__Requirement__
Please list each line of the listing below that contains the word "webbed".

__Data to process__
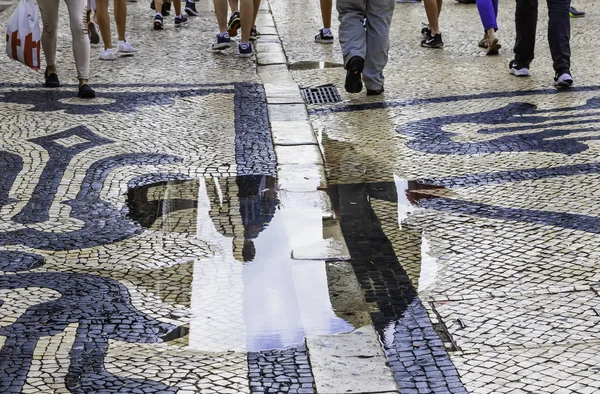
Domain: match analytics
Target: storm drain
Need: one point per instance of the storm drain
(320, 95)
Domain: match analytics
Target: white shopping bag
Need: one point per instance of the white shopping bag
(23, 34)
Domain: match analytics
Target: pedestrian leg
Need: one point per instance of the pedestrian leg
(379, 19)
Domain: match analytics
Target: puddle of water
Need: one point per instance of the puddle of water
(252, 295)
(310, 65)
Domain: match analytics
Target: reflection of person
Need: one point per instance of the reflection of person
(258, 200)
(81, 44)
(432, 37)
(365, 48)
(559, 33)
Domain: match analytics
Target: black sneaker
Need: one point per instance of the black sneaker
(425, 32)
(517, 69)
(323, 38)
(375, 92)
(433, 41)
(158, 22)
(85, 91)
(354, 69)
(164, 9)
(93, 33)
(234, 24)
(51, 80)
(222, 42)
(254, 34)
(573, 13)
(563, 79)
(190, 8)
(181, 20)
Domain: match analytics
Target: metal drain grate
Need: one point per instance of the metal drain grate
(321, 95)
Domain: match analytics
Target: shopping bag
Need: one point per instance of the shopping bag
(23, 34)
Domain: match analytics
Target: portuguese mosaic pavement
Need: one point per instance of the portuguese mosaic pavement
(177, 233)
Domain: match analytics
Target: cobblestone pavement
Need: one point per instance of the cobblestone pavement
(197, 228)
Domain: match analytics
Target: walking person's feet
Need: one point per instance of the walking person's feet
(517, 69)
(190, 8)
(254, 34)
(158, 22)
(124, 48)
(51, 80)
(107, 54)
(245, 50)
(234, 24)
(433, 41)
(563, 78)
(93, 33)
(181, 20)
(493, 45)
(325, 36)
(223, 41)
(354, 68)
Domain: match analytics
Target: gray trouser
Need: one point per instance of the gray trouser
(371, 44)
(81, 42)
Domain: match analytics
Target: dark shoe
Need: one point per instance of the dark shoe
(51, 80)
(433, 41)
(573, 13)
(323, 38)
(222, 42)
(93, 33)
(85, 91)
(254, 34)
(158, 22)
(181, 20)
(234, 24)
(354, 69)
(375, 92)
(245, 50)
(425, 32)
(190, 8)
(563, 79)
(518, 70)
(166, 7)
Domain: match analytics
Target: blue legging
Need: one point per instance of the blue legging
(488, 12)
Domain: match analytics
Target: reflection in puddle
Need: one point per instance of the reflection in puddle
(310, 65)
(251, 295)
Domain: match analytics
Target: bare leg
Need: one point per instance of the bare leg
(103, 22)
(326, 6)
(431, 9)
(121, 18)
(247, 18)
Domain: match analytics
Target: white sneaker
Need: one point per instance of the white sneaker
(125, 49)
(108, 54)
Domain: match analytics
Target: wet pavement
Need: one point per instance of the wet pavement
(198, 228)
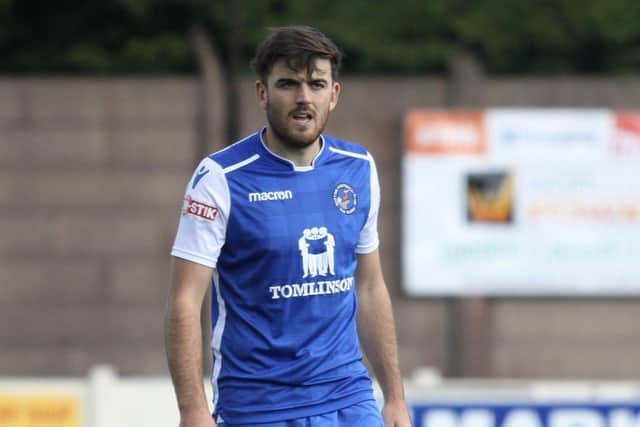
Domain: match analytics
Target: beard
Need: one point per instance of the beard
(287, 133)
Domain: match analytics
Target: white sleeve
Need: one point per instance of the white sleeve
(369, 240)
(205, 214)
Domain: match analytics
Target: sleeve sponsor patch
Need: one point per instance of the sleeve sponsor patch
(191, 206)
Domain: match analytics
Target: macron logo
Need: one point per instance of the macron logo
(271, 195)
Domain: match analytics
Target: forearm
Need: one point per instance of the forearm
(183, 344)
(377, 335)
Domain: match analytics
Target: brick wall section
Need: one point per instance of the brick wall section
(91, 177)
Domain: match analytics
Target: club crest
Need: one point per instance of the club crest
(345, 198)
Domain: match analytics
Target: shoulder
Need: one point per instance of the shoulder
(341, 147)
(237, 153)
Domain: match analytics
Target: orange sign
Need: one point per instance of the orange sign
(443, 132)
(39, 411)
(626, 138)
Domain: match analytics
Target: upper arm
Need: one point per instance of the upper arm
(369, 271)
(190, 281)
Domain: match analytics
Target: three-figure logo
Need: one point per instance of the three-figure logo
(316, 248)
(345, 198)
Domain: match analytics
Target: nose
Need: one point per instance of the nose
(304, 94)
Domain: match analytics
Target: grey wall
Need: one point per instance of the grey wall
(92, 173)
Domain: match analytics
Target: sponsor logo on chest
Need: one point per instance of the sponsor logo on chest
(267, 196)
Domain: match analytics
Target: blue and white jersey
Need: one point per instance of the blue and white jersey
(283, 242)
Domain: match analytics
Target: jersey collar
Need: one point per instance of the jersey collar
(289, 163)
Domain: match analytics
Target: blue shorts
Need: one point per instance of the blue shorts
(363, 414)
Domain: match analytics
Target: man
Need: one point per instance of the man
(285, 348)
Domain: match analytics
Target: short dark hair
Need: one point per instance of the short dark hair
(298, 45)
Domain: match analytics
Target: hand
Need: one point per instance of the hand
(197, 419)
(395, 414)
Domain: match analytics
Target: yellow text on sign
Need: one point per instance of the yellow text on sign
(38, 411)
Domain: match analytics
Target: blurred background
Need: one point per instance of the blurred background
(507, 138)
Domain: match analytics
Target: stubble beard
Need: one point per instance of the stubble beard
(291, 139)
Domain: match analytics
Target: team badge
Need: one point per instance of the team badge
(345, 198)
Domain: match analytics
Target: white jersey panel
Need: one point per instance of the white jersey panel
(205, 214)
(369, 239)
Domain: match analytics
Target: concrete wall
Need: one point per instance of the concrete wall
(92, 173)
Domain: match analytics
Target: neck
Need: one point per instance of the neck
(299, 156)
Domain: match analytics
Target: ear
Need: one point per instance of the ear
(261, 94)
(335, 94)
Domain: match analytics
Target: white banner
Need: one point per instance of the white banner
(522, 202)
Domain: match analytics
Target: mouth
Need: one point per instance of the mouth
(302, 117)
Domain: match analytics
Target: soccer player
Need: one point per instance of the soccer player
(286, 348)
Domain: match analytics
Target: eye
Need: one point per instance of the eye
(286, 84)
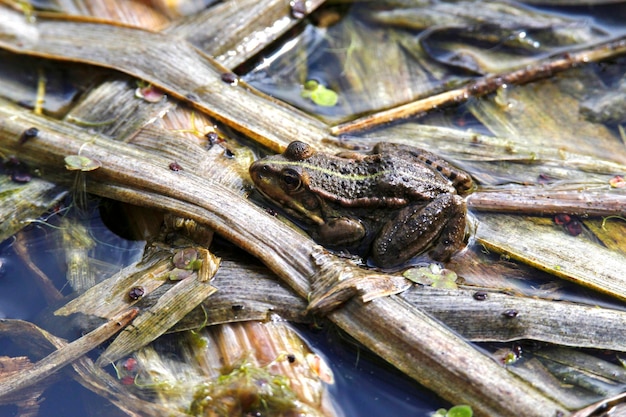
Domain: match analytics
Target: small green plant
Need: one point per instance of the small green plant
(456, 411)
(319, 94)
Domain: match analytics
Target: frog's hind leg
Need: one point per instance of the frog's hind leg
(418, 227)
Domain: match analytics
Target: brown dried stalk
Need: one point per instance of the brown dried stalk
(486, 85)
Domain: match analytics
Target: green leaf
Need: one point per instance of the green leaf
(460, 411)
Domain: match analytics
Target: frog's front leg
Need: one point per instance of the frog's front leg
(441, 222)
(339, 231)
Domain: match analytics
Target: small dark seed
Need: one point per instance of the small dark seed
(213, 138)
(298, 9)
(574, 228)
(562, 219)
(136, 293)
(29, 133)
(228, 153)
(229, 77)
(510, 314)
(21, 177)
(480, 295)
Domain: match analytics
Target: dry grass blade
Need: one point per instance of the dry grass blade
(551, 251)
(559, 323)
(485, 85)
(21, 203)
(155, 321)
(233, 32)
(223, 210)
(602, 202)
(154, 58)
(66, 355)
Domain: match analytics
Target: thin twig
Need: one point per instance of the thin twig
(486, 85)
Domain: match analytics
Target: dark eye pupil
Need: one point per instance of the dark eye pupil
(291, 179)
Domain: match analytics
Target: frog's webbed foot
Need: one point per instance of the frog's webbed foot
(416, 228)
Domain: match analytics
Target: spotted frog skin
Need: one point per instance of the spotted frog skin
(392, 204)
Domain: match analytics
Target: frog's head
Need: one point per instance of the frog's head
(284, 180)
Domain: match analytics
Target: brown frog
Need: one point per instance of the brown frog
(393, 203)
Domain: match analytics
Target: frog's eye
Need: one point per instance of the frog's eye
(290, 179)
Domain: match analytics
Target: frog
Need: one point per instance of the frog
(389, 205)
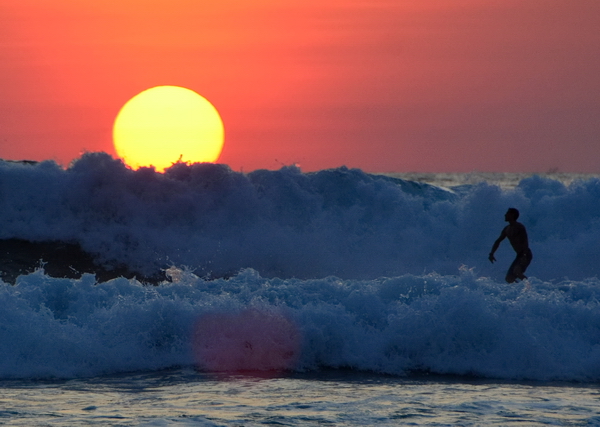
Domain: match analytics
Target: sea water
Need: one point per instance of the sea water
(333, 297)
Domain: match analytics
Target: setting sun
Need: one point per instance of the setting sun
(164, 124)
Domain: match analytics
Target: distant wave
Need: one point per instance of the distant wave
(286, 223)
(287, 270)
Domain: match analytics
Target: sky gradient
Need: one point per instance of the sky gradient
(382, 85)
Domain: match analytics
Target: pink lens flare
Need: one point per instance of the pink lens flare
(250, 340)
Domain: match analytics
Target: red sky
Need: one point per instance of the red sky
(382, 85)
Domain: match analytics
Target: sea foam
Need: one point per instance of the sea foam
(335, 269)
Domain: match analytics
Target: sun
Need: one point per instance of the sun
(164, 124)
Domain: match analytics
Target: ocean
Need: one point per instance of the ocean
(281, 297)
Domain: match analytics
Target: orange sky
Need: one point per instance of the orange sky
(383, 85)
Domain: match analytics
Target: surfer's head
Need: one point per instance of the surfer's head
(512, 214)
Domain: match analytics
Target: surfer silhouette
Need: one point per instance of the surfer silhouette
(517, 236)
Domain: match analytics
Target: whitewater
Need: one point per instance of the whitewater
(289, 276)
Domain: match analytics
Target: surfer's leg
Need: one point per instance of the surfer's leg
(514, 272)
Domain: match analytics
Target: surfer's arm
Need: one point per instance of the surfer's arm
(496, 244)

__In response__
Target: frog's webbed foot
Need: one point per instance of the frog's webbed foot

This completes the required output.